ESTRATTO SCELTO:
● ● ●

Colpisce nel vangelo di questa domenica di Pentecoste l’accostamento, fatto da Gesù risorto, tra il dono dello Spirito Santo e la remissione dei peccati:
«Ricevete lo Spirito Santo. A coloro a cui perdonerete i peccati, saranno perdonati; a coloro a cui non perdonerete, non saranno perdonati» (Gv 20,22-23).
Lo Spirito
Innanzitutto, il Risorto, dopo aver augurato la pace (Gv 20,19), mostra ai discepoli titubanti e gioiosi le ferite delle mani e del costato. C’è chi tra di loro vorrà mettere il dito come Tommaso. Gesù ribadisce, per la seconda volta, il dono della pace poi annuncia la missione dei suoi discepoli che è un prolungamento della sua.

● ● ●

[Estratti di dati di puntamento]
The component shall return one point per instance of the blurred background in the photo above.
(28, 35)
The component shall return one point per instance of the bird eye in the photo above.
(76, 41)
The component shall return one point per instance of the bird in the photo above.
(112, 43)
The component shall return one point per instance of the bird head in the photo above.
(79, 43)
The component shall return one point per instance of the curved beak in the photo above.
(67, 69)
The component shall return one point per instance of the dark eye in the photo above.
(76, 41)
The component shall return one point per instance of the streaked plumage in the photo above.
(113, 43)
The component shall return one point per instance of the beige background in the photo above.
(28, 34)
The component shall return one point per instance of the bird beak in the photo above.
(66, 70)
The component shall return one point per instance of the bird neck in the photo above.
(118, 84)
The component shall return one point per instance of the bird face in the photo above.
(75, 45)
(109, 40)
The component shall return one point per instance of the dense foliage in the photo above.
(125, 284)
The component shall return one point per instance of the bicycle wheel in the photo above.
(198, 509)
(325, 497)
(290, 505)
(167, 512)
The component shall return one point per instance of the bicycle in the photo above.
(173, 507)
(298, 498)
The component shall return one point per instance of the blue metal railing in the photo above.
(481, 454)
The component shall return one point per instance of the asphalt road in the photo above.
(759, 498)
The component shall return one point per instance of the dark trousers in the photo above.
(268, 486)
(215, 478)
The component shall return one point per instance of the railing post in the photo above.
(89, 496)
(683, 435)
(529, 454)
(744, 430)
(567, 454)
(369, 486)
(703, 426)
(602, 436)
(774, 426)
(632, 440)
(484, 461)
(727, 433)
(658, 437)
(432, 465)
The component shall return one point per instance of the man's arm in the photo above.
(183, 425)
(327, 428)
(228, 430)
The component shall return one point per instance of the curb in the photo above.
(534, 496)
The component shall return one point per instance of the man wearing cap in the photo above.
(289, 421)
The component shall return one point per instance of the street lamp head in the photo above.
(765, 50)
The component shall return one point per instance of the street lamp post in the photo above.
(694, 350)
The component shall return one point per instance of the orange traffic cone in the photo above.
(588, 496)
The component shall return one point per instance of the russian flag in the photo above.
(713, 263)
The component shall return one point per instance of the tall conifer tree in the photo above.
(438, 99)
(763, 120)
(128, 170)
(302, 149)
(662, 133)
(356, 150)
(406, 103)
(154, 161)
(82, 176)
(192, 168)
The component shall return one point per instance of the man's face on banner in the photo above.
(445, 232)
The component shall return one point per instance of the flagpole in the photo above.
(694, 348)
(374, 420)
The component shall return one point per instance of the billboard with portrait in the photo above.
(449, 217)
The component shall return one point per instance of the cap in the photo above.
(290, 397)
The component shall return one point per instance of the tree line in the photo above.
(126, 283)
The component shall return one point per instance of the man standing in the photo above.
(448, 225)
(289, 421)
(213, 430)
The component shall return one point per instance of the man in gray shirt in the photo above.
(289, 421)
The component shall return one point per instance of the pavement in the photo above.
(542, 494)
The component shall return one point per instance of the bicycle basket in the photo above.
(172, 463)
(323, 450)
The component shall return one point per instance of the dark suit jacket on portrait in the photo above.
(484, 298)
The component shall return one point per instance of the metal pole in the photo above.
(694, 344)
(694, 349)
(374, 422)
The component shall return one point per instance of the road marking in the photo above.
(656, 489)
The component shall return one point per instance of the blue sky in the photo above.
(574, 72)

● ● ●

CONSEGNA:
Rispondi a queste domande sul testo dedicato al vangelo di Pentecoste:
1. Quali versetti del Vangelo di Giovanni sono indicati accanto alle parole «Ricevete lo Spirito Santo»?
2. Che cosa mostra il Risorto ai discepoli dopo aver augurato la pace?
3. Quale discepolo viene nominato come chi vorrà mettere il dito?

RISPOSTA:
1. Gv 20,22-23.
2. Le ferite delle mani e del costato.
3. Tommaso.